++++ Exercise input
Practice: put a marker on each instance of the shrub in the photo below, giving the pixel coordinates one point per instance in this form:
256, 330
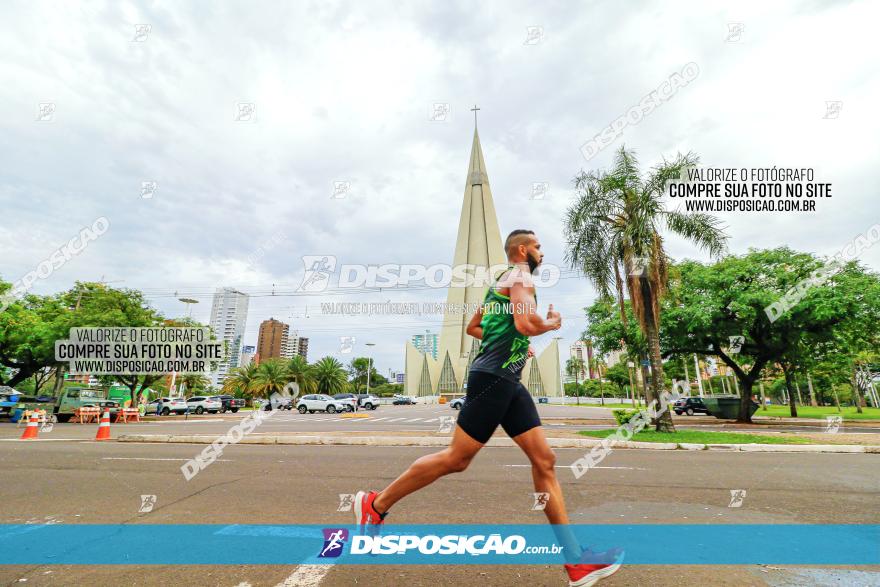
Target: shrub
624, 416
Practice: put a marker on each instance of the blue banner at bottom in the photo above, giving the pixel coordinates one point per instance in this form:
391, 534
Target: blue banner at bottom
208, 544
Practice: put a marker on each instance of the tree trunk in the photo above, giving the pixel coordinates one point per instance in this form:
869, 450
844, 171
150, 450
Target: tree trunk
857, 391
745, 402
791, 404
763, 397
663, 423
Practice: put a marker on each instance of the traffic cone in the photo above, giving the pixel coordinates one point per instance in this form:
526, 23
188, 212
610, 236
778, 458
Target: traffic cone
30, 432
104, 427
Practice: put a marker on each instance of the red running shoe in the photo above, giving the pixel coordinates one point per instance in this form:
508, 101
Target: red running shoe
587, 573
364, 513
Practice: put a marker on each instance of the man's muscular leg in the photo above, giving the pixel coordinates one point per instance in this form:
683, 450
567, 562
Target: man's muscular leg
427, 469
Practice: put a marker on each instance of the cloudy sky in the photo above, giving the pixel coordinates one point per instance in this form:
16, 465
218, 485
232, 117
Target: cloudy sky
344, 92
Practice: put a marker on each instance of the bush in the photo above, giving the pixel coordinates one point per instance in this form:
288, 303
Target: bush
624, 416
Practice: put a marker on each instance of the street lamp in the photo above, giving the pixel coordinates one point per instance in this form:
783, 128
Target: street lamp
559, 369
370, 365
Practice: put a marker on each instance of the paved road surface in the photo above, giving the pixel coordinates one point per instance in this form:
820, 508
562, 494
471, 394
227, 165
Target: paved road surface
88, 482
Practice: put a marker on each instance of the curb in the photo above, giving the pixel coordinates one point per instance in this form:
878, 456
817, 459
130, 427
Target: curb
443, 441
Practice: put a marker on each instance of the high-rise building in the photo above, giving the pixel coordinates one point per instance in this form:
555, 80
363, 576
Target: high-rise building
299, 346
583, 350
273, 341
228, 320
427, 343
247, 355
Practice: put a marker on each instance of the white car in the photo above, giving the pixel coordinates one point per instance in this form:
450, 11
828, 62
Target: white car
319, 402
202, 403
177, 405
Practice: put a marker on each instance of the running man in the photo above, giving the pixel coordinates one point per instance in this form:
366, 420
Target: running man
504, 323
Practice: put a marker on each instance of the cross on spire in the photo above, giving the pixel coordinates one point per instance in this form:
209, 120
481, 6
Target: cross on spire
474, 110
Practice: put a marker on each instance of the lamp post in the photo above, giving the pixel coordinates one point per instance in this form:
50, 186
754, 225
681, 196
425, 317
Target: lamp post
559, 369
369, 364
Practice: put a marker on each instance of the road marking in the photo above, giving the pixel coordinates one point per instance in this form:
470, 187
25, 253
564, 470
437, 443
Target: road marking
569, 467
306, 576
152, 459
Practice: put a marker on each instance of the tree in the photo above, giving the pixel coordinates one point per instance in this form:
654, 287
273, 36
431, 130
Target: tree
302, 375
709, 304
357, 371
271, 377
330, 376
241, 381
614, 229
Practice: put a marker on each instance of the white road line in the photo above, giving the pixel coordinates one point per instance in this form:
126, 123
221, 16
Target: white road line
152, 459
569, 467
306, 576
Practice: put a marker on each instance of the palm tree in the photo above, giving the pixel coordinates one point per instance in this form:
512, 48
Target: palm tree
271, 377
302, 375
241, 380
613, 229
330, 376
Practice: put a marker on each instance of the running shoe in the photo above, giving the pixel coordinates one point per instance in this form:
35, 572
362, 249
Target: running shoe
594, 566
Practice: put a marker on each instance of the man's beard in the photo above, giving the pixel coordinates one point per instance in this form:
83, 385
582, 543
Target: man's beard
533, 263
++++++++
Return all of the data exactly as written, and drop the pictures.

Practice: put a marker on each instance of the shrub in the photo below, giving the pixel coordinates one point per instance in this form:
256, 330
Target: shrub
624, 416
Practice: put a marker on each instance of the blue banner at bottom in the photo above, giving the pixel coordinates one point per instance in this form:
391, 534
Target: blue banner at bottom
208, 544
Practice: put a marker on each instance of the tree trunk in the photo above, giving the pixel coordinates one point per instance in this form:
869, 450
844, 171
150, 450
Target: tree trunk
857, 391
745, 402
791, 404
763, 397
663, 423
Practice: put a marker on each instance of the traffic cone in the photo above, giving the pixel coordinates one point per instance in this form:
526, 23
188, 212
610, 236
778, 458
Target: traffic cone
30, 432
104, 427
Practice: put a marker on each instance of the red running shoe in the photo above, giving the pixel coordinates one point per instance in this form:
508, 101
Target: red running shoe
587, 573
364, 513
Practice: put a marker on each instance of the man's muscular leg in the photo above, giving the pixel coordinates one point per instance in this form:
683, 450
567, 562
Target: man's muscular leg
427, 469
Practice: put a marker on each instance of the cloudy sky in the photo above, giving the pixel coordinates one point per instance in this form:
16, 465
218, 485
232, 117
Target: cloudy sky
344, 92
Practice: put a marker on each instance of the bush in the photo above, giving the pixel coordinates one point per instance in this form:
288, 303
Target: bush
624, 416
Practice: put a marker on each instance of the street lamp in the photo above, giving the pixel coordinates one point per instance in this form:
783, 128
Target: street lamp
559, 369
370, 365
Practice: put a marker on each instance of the paved road surface in the photo above, giving the pixel coordinates one point per instance in this form:
820, 508
562, 494
471, 394
227, 165
Target: paved road surface
88, 482
Practice: put a marker on each instance of the curb in the photo above, giving the pixel coordinates one point per instance in this form:
878, 456
817, 459
130, 427
Target: curb
443, 441
Practice: put a marker on each instance of the high-rise building in the photo above, giving the pixel coordinates one point per instance in this form:
555, 80
363, 576
Target: high-rise building
299, 346
583, 350
273, 341
228, 320
427, 343
247, 355
Practice: put a marker on each instance of the white car in the photo above, giving the pixel coordinates one point per instance in this form:
450, 11
828, 62
Target: white car
319, 402
202, 403
177, 405
Practice: put a marker on each instance of the running man in the photo above, giving the pixel coordinates one point per instance in this form:
366, 420
Target: running man
504, 323
Practice: put a marker on each instance of the cross on spire in the photo above, giving the pixel coordinates one point per instance in this form:
209, 120
481, 6
Target: cross on spire
474, 110
Practice: put a marker on each instance of the lamp post in the photo above, giving the pixel coordinates one point per instance in this form:
50, 186
754, 225
681, 196
425, 317
Target: lamp post
559, 369
369, 364
Practice: put a marker on each instance of the road marking in the photo above, giving the pixel coordinates one point per instance in this form:
470, 187
25, 253
564, 470
437, 443
Target: road marking
569, 467
306, 576
152, 459
Practice: put a marker on each instance of the tree in the photo above, giving the pixel coordinates one point per instance in this form:
654, 287
273, 36
431, 130
Target: tree
302, 375
709, 304
357, 371
271, 377
330, 376
241, 381
614, 229
Practice: put a marker on each instance of the white road line in the photo above, giving the pixel coordinates one point per instance in this form:
126, 123
221, 16
Target: white road line
152, 459
569, 467
306, 576
Practice: put a marker on each instance of the palm tree in the photo above, giving the pixel coordinates one point per instance in this form:
512, 48
Target: palm tree
271, 377
302, 375
241, 380
613, 229
330, 376
Practice: put a marker on each instance of the running shoe in the photo above, giving the pixel coordinates one point per instance in this form:
35, 572
362, 249
Target: running shoe
594, 566
Practice: put a marker on each instance of the man's beard in the photo above, giving the pixel coordinates one point per instance in this form:
83, 385
582, 543
Target: man's beard
533, 263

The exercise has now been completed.